**What the task asks**
Take the entries below and print only the lines from the one with "mark the scale" through the one with "mark the yellow sign", exactly as they stand, both ends included.
======
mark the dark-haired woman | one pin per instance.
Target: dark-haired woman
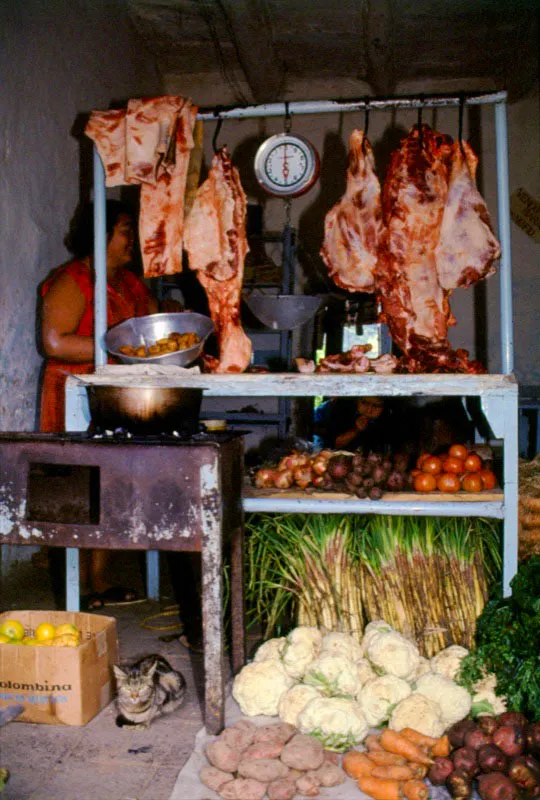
(67, 325)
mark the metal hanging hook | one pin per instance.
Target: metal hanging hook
(216, 133)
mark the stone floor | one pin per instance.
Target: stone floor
(100, 761)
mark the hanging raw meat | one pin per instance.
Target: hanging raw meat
(150, 143)
(353, 227)
(215, 239)
(414, 195)
(467, 247)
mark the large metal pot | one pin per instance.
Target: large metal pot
(144, 409)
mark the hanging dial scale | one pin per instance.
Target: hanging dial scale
(287, 165)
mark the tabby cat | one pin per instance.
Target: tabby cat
(146, 689)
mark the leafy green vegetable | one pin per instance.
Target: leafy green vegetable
(508, 643)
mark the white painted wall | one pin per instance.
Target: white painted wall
(58, 60)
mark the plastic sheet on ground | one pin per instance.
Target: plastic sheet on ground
(189, 787)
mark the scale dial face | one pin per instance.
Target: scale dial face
(287, 165)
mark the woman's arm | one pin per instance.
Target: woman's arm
(63, 307)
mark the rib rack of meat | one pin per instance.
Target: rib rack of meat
(467, 247)
(353, 227)
(216, 243)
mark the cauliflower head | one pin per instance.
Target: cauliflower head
(454, 700)
(379, 696)
(338, 723)
(294, 701)
(447, 662)
(363, 672)
(392, 653)
(484, 699)
(342, 644)
(334, 676)
(424, 666)
(302, 646)
(258, 687)
(419, 712)
(272, 649)
(373, 629)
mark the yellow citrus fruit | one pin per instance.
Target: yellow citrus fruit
(12, 628)
(66, 627)
(45, 631)
(66, 640)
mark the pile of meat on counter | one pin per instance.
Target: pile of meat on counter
(426, 232)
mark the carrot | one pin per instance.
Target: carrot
(393, 773)
(373, 742)
(441, 747)
(394, 742)
(418, 738)
(379, 788)
(356, 764)
(382, 758)
(415, 790)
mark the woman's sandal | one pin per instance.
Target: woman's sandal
(115, 596)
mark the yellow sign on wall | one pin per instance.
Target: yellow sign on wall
(525, 212)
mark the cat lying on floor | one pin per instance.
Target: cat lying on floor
(146, 689)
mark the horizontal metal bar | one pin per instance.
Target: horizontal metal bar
(307, 505)
(340, 106)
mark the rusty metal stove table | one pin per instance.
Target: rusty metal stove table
(163, 493)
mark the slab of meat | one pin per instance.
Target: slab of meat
(467, 247)
(353, 226)
(149, 143)
(215, 239)
(414, 304)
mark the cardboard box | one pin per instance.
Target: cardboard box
(60, 685)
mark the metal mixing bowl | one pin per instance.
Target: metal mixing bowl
(284, 311)
(147, 330)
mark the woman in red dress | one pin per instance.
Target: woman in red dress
(67, 325)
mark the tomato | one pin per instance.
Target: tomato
(489, 479)
(472, 482)
(458, 451)
(424, 482)
(454, 464)
(432, 465)
(473, 463)
(448, 482)
(420, 460)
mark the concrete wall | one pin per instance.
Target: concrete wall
(58, 60)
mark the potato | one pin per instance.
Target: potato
(243, 789)
(262, 769)
(264, 750)
(282, 789)
(222, 755)
(303, 752)
(278, 732)
(214, 778)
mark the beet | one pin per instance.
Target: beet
(476, 739)
(466, 760)
(510, 739)
(339, 466)
(496, 786)
(457, 732)
(532, 738)
(513, 718)
(440, 771)
(525, 772)
(460, 785)
(492, 759)
(488, 724)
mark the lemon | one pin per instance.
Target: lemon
(66, 640)
(12, 628)
(66, 627)
(45, 631)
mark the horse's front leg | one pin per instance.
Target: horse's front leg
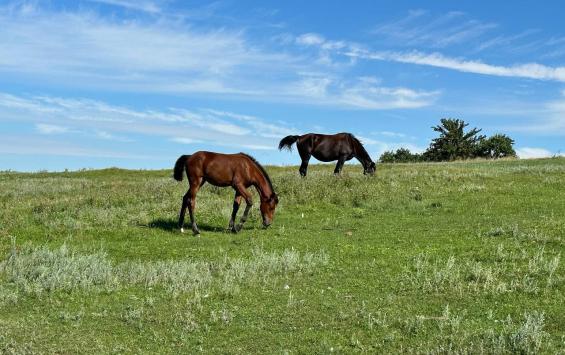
(185, 202)
(194, 186)
(305, 157)
(236, 203)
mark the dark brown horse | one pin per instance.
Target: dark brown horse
(341, 147)
(239, 171)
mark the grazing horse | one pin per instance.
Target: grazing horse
(239, 171)
(341, 147)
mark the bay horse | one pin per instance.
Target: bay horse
(341, 147)
(240, 171)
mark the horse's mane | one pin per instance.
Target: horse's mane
(262, 170)
(359, 145)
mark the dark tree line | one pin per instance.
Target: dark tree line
(454, 143)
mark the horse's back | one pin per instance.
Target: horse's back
(217, 168)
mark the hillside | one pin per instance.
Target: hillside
(444, 257)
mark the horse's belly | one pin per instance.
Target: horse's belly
(323, 158)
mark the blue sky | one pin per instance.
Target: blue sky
(134, 84)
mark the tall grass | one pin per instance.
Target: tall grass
(39, 269)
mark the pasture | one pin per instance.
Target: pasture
(461, 257)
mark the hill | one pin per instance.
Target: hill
(443, 257)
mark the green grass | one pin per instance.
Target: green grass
(461, 257)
======
**Solution to this exercise**
mark the scale dial face | one pin per instance.
Target: scale dial face
(287, 165)
mark the woman's arm | one pin per instance.
Target: woman's arm
(63, 307)
mark the rib rack of meat | one pin per instance.
Target: rib rack of meat
(467, 247)
(353, 227)
(216, 243)
mark the cauliflower head | one pin per instance.
Target: cauliflower head
(454, 700)
(379, 696)
(338, 723)
(294, 701)
(447, 662)
(363, 672)
(392, 653)
(484, 699)
(342, 644)
(334, 676)
(424, 666)
(302, 646)
(258, 687)
(419, 712)
(272, 649)
(373, 629)
mark the yellow citrus fruit | one pin per instance.
Target: yellow citrus fruit
(12, 628)
(66, 627)
(45, 631)
(66, 640)
mark the pile of meat on counter | one pin per instance.
Target: pile of meat on counter
(426, 232)
mark the carrot | one pin per instance.
Target: carrot
(393, 773)
(373, 742)
(441, 747)
(394, 742)
(418, 738)
(379, 788)
(356, 764)
(382, 758)
(415, 790)
mark the woman's sandal | one pin per instance.
Target: woman's sandal
(115, 596)
mark the yellow sign on wall | one pin per instance.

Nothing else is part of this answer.